## [What this task involves]
Report each line of the entries that includes "dark" by copying it.
BEGIN
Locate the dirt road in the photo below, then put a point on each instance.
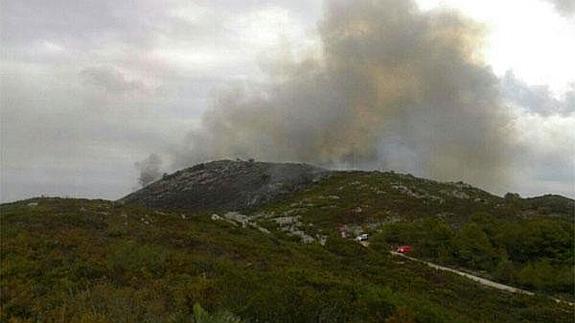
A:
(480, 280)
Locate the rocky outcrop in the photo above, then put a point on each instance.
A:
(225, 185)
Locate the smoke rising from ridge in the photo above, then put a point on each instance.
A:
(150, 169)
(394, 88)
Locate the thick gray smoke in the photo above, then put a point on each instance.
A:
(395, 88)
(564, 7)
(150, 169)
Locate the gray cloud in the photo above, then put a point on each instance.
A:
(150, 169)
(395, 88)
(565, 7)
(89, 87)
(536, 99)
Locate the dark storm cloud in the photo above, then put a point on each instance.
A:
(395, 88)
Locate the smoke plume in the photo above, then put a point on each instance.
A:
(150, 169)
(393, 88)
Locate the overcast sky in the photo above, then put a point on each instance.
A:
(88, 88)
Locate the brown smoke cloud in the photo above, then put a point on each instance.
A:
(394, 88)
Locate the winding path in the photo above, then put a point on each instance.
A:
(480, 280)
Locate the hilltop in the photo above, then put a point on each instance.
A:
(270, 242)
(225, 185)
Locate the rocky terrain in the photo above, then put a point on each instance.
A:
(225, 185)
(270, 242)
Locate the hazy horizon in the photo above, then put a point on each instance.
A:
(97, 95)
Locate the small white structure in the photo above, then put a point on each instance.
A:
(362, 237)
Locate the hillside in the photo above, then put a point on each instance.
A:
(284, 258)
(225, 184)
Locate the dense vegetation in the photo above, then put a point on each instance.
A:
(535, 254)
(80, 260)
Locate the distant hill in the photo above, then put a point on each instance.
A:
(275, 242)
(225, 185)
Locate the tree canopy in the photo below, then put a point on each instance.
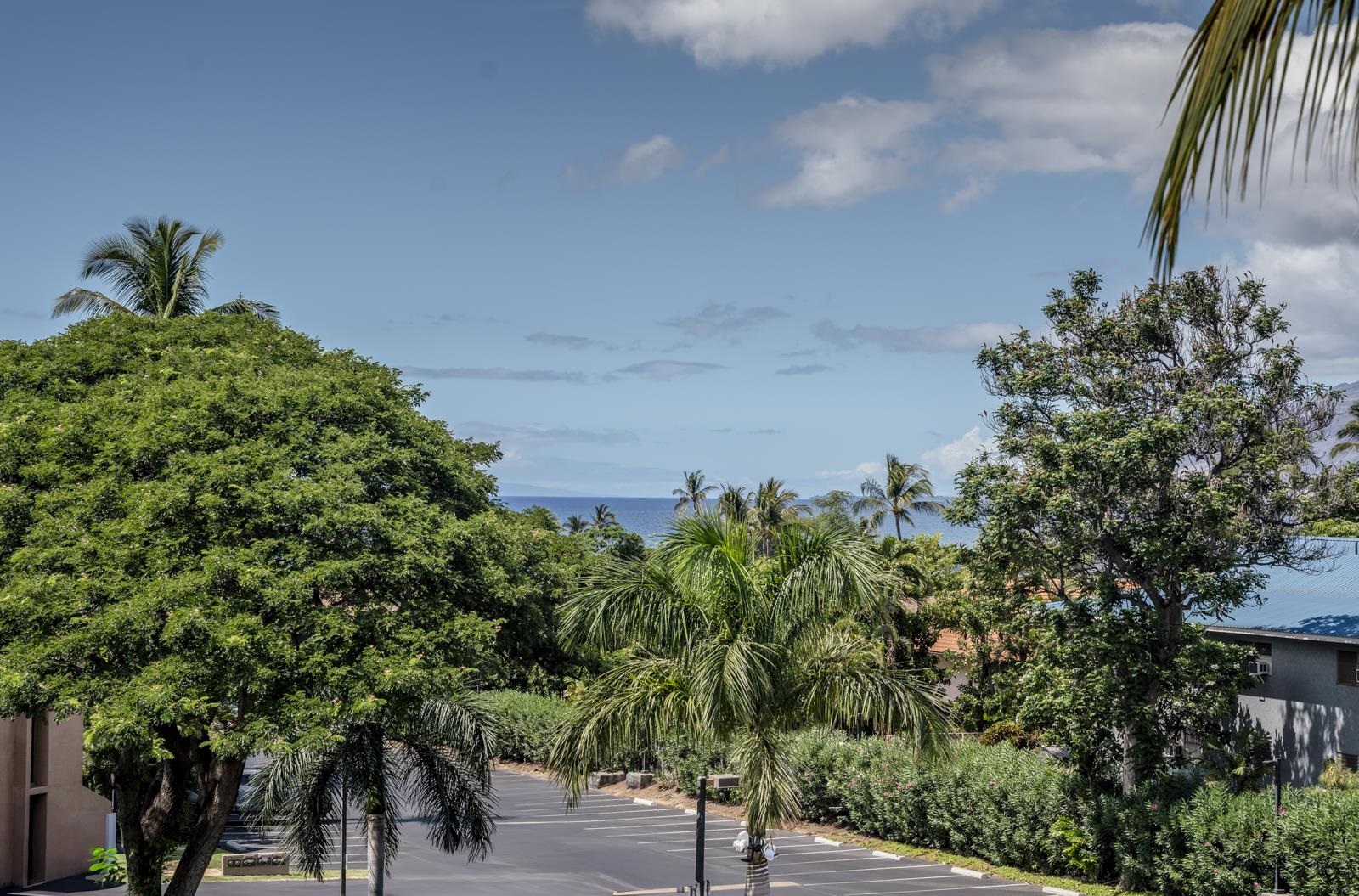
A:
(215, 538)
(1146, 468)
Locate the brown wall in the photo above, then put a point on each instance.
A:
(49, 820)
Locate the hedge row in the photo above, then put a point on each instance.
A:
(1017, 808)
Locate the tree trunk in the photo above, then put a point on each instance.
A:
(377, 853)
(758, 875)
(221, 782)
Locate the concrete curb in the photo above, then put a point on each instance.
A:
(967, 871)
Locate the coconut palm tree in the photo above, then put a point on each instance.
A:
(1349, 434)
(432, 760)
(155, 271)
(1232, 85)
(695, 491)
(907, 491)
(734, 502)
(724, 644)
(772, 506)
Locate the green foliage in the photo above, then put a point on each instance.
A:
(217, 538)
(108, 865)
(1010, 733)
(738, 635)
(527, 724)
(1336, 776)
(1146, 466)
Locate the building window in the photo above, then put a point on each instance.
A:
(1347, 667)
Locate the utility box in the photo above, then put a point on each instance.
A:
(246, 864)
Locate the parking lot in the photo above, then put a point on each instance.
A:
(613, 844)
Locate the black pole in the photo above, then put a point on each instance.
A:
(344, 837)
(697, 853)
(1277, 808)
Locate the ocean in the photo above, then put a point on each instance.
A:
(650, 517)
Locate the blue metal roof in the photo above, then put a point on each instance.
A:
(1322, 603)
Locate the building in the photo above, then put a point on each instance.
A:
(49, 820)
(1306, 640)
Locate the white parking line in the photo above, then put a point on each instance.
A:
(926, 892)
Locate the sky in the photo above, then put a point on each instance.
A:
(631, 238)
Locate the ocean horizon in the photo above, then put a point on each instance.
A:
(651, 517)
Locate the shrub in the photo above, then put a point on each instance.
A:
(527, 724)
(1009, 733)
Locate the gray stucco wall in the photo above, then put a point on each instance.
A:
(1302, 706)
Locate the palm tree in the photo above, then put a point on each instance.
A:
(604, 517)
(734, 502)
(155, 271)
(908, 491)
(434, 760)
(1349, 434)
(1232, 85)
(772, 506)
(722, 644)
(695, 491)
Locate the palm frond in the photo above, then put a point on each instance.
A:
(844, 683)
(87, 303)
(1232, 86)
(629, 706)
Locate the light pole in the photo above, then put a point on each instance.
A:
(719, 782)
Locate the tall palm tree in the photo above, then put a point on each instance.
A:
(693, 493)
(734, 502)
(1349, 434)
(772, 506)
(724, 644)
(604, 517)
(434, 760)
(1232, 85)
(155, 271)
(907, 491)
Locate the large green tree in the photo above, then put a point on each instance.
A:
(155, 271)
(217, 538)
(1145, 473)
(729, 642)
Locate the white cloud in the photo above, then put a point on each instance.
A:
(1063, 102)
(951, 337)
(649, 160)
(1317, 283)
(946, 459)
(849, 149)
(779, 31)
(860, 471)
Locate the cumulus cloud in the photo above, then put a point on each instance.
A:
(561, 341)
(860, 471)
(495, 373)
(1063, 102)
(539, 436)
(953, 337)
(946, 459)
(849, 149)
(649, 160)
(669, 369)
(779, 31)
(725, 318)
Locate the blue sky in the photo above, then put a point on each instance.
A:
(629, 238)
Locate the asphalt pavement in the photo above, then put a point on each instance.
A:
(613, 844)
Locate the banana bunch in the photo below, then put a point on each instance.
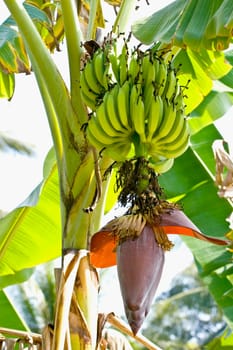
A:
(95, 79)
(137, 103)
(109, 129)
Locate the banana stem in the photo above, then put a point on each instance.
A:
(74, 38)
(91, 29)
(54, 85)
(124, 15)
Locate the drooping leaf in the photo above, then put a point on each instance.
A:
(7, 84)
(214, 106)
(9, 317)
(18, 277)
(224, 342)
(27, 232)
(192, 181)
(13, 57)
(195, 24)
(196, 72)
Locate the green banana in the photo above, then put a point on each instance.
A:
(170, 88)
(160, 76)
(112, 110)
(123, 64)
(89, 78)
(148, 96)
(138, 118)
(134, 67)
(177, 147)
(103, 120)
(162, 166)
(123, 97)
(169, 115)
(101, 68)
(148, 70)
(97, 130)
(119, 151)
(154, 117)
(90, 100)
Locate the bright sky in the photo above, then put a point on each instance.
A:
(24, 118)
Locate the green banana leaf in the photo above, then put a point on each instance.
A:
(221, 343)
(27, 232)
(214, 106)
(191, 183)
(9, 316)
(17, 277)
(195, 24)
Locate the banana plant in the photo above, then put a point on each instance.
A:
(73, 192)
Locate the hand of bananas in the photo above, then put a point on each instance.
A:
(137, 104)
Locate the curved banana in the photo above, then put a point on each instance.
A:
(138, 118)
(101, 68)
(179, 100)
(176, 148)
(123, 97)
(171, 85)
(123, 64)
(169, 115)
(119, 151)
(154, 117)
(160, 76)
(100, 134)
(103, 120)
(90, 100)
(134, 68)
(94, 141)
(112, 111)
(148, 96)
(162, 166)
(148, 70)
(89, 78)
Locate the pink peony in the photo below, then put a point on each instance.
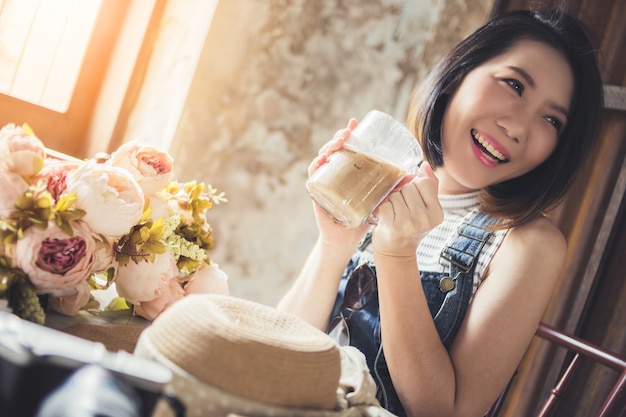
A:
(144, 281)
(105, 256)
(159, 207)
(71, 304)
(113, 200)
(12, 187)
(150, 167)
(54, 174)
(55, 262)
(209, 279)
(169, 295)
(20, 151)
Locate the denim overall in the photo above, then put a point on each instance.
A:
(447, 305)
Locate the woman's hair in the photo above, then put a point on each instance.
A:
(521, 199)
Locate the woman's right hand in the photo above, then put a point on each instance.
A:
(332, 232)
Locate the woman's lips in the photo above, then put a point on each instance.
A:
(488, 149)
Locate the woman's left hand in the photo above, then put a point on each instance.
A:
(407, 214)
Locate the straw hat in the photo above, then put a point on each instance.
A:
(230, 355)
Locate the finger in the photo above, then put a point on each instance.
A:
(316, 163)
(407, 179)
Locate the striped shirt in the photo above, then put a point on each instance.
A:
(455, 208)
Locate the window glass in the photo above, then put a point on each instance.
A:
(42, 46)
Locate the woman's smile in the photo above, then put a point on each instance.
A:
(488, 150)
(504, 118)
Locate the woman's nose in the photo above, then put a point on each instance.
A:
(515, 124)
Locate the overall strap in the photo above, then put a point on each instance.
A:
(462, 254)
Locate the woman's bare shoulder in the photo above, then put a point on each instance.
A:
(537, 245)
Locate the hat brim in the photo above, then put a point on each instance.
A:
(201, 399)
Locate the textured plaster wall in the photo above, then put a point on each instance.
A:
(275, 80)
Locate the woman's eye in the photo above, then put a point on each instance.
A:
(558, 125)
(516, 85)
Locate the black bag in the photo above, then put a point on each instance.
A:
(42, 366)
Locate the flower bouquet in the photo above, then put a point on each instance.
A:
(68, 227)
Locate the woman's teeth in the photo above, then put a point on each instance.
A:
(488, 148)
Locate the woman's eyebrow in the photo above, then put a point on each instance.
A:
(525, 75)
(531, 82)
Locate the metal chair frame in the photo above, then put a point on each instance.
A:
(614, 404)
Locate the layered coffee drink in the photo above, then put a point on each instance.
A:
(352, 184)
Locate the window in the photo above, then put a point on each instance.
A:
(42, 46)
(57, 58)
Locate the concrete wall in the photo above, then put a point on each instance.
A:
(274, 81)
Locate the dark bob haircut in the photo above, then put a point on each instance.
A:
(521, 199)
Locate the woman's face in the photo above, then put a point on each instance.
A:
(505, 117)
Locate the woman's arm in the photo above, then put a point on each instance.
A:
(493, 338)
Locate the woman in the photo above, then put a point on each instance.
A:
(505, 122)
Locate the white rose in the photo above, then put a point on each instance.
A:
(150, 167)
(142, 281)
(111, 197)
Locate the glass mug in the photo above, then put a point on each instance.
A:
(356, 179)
END
## [Task response]
Locate the dark storm cloud in the photo above, then put a point on each instance.
Locate the dark bob haircut in the photo above, then put a point on each instance.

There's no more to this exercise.